Collected data entries ::
-*-

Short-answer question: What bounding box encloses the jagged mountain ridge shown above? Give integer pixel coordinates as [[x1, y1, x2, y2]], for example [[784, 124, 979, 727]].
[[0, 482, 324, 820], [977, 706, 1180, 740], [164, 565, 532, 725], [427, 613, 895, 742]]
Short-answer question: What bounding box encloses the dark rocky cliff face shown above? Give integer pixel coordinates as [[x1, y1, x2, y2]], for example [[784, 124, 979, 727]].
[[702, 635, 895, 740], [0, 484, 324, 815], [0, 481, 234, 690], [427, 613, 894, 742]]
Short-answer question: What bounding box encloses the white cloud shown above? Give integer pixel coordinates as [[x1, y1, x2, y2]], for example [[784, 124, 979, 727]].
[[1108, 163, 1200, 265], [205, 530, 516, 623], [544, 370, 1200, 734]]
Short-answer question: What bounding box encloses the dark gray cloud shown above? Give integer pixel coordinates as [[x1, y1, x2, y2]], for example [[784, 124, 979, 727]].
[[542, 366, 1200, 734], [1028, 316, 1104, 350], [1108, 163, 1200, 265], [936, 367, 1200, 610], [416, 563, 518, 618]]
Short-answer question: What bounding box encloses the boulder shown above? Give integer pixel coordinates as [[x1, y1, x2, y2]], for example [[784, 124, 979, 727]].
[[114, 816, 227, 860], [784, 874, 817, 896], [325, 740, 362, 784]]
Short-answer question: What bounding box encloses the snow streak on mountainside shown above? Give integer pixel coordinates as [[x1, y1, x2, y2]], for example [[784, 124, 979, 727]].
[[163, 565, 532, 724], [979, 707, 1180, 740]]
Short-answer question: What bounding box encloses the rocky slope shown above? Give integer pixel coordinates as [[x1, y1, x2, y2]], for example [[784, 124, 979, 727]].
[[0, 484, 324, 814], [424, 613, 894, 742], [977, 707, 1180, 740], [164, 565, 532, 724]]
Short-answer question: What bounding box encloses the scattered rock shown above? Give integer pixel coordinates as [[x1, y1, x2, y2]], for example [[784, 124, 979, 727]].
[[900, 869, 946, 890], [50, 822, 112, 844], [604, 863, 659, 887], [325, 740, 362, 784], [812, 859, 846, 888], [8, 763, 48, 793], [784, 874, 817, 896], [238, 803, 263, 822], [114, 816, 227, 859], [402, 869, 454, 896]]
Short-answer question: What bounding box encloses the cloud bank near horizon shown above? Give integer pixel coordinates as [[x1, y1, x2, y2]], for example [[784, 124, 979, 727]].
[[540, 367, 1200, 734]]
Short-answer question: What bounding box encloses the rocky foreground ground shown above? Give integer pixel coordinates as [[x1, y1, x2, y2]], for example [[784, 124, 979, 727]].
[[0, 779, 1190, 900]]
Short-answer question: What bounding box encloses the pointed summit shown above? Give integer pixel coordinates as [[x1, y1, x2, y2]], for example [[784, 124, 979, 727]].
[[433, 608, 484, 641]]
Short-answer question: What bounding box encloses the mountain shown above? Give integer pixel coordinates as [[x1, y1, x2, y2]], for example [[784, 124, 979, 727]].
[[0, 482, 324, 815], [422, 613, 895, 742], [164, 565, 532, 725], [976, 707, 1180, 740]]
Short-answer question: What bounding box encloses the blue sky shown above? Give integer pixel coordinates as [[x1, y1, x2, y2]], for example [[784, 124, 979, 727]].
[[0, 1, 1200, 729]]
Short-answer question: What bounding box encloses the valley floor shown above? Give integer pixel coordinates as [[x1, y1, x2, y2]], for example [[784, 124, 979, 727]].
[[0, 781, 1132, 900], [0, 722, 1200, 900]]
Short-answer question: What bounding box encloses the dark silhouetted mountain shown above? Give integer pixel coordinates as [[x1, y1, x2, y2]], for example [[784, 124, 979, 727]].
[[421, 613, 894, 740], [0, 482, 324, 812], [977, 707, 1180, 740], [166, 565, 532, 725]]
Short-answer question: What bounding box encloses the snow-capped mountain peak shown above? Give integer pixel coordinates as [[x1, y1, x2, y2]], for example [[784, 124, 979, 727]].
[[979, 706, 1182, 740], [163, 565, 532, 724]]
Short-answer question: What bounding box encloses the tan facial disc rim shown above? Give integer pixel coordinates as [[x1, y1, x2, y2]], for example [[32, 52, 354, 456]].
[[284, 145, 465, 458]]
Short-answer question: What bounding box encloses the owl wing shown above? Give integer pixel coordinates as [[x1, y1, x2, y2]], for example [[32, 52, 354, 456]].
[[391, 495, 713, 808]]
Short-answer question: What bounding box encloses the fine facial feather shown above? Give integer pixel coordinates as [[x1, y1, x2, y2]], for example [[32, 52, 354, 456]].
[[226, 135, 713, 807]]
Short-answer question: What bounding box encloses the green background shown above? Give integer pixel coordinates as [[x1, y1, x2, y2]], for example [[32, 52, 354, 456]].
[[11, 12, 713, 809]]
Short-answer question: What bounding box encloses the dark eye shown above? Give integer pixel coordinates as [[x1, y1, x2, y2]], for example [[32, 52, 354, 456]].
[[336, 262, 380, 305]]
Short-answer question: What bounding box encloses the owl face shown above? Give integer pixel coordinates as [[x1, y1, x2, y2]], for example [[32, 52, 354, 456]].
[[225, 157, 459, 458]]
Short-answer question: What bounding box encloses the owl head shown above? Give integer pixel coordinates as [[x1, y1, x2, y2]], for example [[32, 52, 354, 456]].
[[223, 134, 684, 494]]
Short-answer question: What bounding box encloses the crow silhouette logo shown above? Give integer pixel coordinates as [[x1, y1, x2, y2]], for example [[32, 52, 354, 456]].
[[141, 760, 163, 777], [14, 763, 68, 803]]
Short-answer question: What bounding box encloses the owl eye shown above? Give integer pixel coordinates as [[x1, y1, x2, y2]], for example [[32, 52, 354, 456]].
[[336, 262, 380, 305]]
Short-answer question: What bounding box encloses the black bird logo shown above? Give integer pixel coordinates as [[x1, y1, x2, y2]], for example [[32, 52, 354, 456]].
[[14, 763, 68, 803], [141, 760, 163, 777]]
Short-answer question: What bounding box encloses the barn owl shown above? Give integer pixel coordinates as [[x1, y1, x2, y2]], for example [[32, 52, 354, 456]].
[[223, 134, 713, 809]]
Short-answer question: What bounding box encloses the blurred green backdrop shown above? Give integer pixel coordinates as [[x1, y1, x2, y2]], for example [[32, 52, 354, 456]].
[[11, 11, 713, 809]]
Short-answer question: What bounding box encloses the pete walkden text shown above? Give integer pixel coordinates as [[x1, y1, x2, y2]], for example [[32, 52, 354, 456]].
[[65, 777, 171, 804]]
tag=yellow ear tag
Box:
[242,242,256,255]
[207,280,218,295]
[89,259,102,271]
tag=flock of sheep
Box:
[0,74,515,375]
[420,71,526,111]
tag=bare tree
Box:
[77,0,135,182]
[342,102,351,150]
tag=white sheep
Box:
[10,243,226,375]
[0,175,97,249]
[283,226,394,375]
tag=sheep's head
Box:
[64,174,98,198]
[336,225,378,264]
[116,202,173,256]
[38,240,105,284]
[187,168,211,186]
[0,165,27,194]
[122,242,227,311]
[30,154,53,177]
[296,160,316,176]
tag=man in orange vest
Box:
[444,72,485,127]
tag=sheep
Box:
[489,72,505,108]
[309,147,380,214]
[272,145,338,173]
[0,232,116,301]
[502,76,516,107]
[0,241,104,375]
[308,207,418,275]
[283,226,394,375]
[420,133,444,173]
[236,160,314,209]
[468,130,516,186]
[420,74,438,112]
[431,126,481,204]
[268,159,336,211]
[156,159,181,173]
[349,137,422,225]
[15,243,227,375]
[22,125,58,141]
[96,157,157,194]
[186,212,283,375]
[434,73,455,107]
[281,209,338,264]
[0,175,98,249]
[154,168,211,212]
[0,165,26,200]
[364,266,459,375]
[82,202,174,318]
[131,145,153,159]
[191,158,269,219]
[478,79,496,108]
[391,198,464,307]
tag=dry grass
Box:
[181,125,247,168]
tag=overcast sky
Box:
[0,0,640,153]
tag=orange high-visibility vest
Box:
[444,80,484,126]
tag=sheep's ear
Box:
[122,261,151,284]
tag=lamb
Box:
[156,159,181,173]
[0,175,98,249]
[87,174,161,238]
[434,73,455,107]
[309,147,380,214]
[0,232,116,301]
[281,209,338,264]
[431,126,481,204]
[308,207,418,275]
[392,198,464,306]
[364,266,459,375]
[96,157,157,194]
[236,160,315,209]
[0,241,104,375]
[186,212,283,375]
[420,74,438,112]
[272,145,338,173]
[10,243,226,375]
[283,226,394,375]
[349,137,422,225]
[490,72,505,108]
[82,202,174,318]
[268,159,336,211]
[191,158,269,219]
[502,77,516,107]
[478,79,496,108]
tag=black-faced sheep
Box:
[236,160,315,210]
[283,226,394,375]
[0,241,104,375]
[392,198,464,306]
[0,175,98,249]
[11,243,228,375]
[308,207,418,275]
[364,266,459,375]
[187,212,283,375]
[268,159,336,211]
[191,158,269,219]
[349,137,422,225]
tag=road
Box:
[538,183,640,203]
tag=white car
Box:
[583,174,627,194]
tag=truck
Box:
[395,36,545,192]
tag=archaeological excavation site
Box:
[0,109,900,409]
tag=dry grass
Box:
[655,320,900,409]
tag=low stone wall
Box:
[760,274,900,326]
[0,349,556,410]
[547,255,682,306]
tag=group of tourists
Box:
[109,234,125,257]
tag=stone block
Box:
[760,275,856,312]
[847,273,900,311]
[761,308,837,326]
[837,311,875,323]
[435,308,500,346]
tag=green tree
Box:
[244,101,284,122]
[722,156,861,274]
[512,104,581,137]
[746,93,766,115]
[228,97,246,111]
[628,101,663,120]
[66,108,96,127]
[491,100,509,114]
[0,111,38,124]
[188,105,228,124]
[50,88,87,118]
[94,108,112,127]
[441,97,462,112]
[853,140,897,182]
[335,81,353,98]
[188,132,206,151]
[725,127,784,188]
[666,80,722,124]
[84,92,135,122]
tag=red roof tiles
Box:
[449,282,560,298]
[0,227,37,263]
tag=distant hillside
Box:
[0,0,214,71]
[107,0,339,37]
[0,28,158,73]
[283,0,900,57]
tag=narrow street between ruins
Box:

-*-

Do this :: Make a numbered list of everything in the records from the line containing "tag=white sheep" down to the line containing "[122,261,151,284]", both of those lines included. Drop any blank lines.

Full answer ::
1. tag=white sheep
2. Box:
3. [10,243,226,375]
4. [0,175,97,249]
5. [283,226,394,375]
6. tag=sheep's head
7. Box:
8. [64,174,98,198]
9. [336,225,378,264]
10. [116,202,173,256]
11. [38,240,105,284]
12. [187,168,211,186]
13. [0,165,27,194]
14. [122,242,227,311]
15. [30,154,53,177]
16. [296,160,316,176]
17. tag=man in orange vest
18. Box:
19. [444,72,485,127]
20. tag=sheep
21. Box:
22. [489,72,505,108]
23. [309,147,380,214]
24. [272,145,338,173]
25. [0,232,116,301]
26. [502,76,516,107]
27. [0,241,104,375]
28. [308,207,418,275]
29. [283,226,394,375]
30. [420,133,444,173]
31. [236,160,314,209]
32. [468,130,516,186]
33. [420,74,438,112]
34. [431,126,481,204]
35. [268,159,336,211]
36. [156,159,181,173]
37. [349,137,422,225]
38. [15,243,227,375]
39. [22,125,58,141]
40. [96,157,157,194]
41. [186,212,283,375]
42. [434,73,455,107]
43. [281,209,338,264]
44. [0,175,98,249]
45. [154,168,211,212]
46. [0,165,26,200]
47. [364,266,459,375]
48. [82,202,174,318]
49. [131,145,153,159]
50. [191,158,269,219]
51. [478,79,496,108]
52. [391,198,464,307]
53. tag=dry grass
54. Box:
55. [181,125,247,168]
56. tag=overcast sky
57. Box:
58. [0,0,640,153]
59. tag=orange high-visibility vest
60. Box:
61. [444,80,484,126]
62. tag=sheep's ear
63. Box:
64. [122,261,151,284]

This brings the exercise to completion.